[Records from a data source]
━━━━━━━━━━━━━━━━

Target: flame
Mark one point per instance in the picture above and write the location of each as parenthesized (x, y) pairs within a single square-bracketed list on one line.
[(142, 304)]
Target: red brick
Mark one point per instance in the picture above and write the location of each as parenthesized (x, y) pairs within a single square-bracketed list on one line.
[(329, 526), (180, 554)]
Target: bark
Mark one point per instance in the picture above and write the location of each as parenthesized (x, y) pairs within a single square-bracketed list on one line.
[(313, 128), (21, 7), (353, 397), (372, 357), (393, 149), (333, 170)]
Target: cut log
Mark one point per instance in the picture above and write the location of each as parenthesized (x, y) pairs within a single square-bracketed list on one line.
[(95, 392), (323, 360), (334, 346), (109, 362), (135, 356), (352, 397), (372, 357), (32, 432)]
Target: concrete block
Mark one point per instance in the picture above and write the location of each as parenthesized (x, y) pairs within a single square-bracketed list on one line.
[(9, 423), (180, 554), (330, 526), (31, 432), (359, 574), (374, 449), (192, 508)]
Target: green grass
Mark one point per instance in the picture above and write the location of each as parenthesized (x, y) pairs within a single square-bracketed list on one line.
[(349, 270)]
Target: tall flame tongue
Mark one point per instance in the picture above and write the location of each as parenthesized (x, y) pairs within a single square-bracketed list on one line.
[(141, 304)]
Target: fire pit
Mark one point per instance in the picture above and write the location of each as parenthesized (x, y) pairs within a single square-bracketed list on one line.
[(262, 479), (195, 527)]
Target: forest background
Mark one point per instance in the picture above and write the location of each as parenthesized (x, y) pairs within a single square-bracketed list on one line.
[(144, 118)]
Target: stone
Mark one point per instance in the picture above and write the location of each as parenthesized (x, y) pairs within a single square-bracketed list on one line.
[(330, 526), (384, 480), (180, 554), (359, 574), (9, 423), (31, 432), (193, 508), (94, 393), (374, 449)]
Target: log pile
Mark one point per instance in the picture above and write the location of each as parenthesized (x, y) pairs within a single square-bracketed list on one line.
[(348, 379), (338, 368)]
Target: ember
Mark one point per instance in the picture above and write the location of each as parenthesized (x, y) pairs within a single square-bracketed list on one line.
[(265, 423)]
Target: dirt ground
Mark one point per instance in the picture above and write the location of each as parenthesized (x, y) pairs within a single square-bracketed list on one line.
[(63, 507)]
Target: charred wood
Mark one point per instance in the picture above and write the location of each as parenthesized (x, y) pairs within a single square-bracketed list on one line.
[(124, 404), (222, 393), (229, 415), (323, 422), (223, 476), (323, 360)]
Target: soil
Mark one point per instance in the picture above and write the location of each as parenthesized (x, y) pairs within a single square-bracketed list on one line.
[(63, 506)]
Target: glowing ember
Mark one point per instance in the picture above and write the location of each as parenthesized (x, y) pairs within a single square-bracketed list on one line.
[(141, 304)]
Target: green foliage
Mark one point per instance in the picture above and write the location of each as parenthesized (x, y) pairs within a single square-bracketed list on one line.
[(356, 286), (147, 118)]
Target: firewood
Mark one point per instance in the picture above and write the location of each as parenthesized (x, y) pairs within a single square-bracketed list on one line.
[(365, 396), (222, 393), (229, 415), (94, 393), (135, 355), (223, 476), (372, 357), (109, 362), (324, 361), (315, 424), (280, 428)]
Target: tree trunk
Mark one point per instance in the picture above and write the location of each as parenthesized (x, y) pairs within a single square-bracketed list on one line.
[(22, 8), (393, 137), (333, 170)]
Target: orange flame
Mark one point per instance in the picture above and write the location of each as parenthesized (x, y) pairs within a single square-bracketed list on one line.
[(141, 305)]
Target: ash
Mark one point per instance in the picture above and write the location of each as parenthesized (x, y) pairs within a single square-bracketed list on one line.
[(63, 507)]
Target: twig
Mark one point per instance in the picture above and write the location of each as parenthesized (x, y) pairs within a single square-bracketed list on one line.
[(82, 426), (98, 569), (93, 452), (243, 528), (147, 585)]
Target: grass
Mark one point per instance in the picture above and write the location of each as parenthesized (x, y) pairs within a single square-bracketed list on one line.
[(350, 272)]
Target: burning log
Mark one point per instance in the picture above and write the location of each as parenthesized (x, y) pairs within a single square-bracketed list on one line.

━━━━━━━━━━━━━━━━

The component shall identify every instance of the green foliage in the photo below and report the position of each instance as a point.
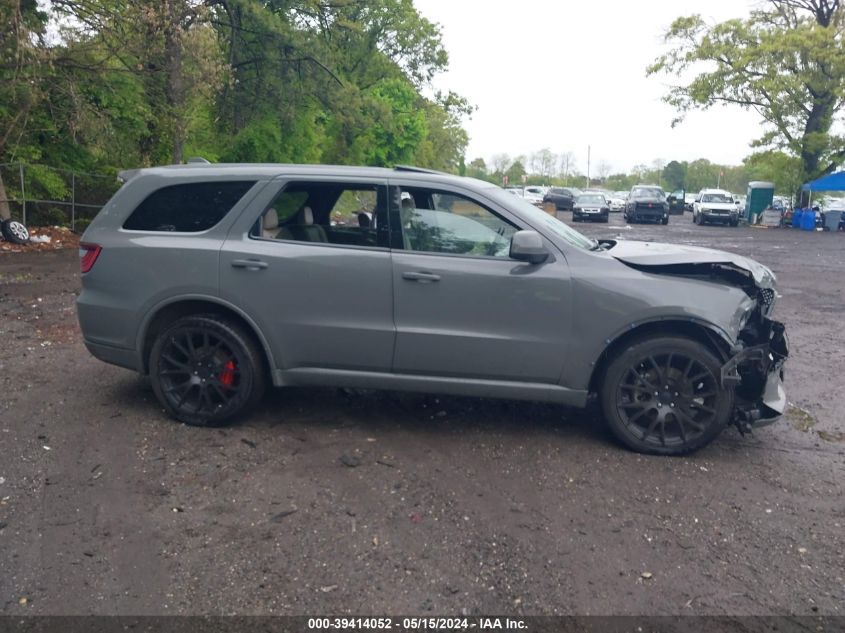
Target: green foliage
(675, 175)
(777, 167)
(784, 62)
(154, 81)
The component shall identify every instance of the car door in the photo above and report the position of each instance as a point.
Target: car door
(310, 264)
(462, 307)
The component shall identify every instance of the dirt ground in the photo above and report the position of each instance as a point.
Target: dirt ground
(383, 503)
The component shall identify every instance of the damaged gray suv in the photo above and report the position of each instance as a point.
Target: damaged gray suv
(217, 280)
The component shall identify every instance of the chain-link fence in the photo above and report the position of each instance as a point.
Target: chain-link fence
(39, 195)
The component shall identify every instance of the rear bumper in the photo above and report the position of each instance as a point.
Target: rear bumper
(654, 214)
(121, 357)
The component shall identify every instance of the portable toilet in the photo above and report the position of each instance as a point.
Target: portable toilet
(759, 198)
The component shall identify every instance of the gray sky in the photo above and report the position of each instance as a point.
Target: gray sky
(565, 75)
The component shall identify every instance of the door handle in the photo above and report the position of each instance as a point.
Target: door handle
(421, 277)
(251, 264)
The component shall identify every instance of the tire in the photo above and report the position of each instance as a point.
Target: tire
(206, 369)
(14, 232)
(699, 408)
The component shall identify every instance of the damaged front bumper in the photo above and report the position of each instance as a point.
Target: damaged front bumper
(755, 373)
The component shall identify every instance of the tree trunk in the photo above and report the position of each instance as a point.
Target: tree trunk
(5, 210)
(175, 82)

━━━━━━━━━━━━━━━━

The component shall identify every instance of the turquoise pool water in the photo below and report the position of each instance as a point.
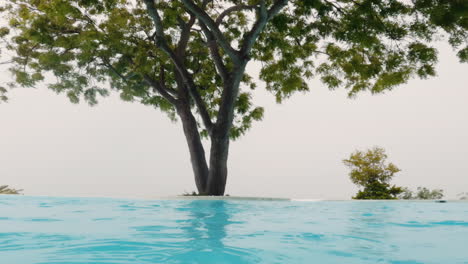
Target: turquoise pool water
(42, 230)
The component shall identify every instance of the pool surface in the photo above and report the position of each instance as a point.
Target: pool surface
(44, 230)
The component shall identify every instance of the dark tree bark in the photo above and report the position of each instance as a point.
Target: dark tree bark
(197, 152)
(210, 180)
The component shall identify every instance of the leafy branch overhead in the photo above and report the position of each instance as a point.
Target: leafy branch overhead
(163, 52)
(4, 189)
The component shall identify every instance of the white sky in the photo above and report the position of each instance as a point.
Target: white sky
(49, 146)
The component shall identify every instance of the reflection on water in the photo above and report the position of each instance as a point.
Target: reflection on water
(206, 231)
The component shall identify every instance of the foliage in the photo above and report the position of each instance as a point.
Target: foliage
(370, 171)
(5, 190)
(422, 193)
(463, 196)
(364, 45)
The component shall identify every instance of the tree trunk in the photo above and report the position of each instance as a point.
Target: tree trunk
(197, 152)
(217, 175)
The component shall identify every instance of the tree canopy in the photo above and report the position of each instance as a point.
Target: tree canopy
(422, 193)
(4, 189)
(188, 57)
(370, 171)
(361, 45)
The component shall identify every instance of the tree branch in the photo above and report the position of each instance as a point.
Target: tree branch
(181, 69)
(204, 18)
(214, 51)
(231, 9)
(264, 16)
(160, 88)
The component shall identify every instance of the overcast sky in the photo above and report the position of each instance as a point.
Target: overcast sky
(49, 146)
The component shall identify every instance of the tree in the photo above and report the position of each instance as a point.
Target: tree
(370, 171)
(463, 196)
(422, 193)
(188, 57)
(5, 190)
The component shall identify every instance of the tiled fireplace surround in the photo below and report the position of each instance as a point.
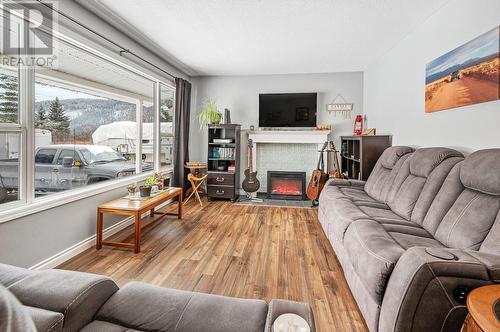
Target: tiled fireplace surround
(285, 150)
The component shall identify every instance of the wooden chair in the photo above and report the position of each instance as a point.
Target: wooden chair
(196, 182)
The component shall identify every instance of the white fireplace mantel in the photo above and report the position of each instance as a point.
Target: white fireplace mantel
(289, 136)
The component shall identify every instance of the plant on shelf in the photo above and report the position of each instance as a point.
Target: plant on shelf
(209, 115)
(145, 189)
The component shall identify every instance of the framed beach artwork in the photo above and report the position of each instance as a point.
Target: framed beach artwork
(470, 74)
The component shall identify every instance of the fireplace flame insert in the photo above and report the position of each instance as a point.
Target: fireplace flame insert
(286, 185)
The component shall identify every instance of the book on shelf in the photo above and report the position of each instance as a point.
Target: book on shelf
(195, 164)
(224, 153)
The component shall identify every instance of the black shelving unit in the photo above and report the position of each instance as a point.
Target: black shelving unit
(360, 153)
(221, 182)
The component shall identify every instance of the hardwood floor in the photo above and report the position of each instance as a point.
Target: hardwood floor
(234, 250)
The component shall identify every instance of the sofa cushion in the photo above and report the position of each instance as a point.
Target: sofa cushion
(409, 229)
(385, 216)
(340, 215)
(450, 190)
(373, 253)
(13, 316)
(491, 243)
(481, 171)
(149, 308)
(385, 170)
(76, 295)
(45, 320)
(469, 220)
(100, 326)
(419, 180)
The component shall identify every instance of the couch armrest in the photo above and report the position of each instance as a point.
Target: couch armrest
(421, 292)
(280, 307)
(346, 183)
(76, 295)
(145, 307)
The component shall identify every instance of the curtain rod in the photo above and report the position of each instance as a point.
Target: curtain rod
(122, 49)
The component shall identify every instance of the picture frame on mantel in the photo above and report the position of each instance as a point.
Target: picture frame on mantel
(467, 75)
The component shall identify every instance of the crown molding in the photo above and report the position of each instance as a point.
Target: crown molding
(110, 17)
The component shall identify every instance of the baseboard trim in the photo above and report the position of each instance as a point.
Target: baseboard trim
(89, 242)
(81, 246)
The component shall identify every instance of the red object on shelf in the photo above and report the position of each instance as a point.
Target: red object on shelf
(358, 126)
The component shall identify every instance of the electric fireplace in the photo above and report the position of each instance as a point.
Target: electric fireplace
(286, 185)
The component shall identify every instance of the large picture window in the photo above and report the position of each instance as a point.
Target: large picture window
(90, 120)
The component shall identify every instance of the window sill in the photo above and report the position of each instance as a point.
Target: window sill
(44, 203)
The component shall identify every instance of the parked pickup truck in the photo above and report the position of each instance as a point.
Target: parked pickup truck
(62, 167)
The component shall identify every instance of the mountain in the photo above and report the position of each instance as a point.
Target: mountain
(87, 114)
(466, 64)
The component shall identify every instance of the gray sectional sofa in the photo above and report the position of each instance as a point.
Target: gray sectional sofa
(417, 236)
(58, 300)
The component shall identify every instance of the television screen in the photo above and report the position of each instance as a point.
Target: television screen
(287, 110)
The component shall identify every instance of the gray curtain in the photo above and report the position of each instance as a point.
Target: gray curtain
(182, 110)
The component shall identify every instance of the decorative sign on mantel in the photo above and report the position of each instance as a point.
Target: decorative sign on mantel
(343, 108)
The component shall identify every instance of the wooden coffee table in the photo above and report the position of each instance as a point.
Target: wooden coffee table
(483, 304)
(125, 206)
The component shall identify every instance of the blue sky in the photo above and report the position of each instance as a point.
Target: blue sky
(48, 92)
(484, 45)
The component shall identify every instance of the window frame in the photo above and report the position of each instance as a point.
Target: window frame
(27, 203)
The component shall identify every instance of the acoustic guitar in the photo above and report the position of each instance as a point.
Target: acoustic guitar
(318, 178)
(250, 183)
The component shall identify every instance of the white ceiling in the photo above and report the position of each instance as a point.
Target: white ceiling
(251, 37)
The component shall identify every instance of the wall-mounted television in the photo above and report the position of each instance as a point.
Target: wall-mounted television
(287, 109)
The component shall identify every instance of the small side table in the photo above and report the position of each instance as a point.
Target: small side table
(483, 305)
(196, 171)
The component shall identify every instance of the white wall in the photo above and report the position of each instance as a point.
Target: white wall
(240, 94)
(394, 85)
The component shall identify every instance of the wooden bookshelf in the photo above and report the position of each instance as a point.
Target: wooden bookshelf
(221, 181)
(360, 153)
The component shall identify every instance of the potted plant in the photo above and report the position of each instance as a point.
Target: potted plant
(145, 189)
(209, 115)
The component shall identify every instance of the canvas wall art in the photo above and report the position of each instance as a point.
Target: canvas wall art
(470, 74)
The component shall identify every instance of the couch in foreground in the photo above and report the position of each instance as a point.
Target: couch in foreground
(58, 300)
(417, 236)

━━━━━━━━━━━━━━━━

# TASK INSTRUCTIONS:
Starting at the line that contains "Target: flame" and stopping after the line that contains "Target: cut log", write out every line exactly as it appears above, and no other line.

# RESPONSE TO THE EXERCISE:
Target: flame
Mark one point per instance in the picture above and write the location of each as parenthesized (x, y) pairs within a single square-bracketed list on one line.
[(142, 304)]
Target: red brick
Mark one point per instance in the picture above and write the location of each as parenthesized (x, y) pairs within a single square-bracketed list on one line.
[(329, 526), (180, 554)]
Target: bark
Mark one point per instance in the picture above and write the location of each as parenthesized (x, y) pairs within a single square-bracketed list on one line.
[(313, 128), (21, 7), (353, 397), (372, 357), (393, 149), (333, 170)]
Target: cut log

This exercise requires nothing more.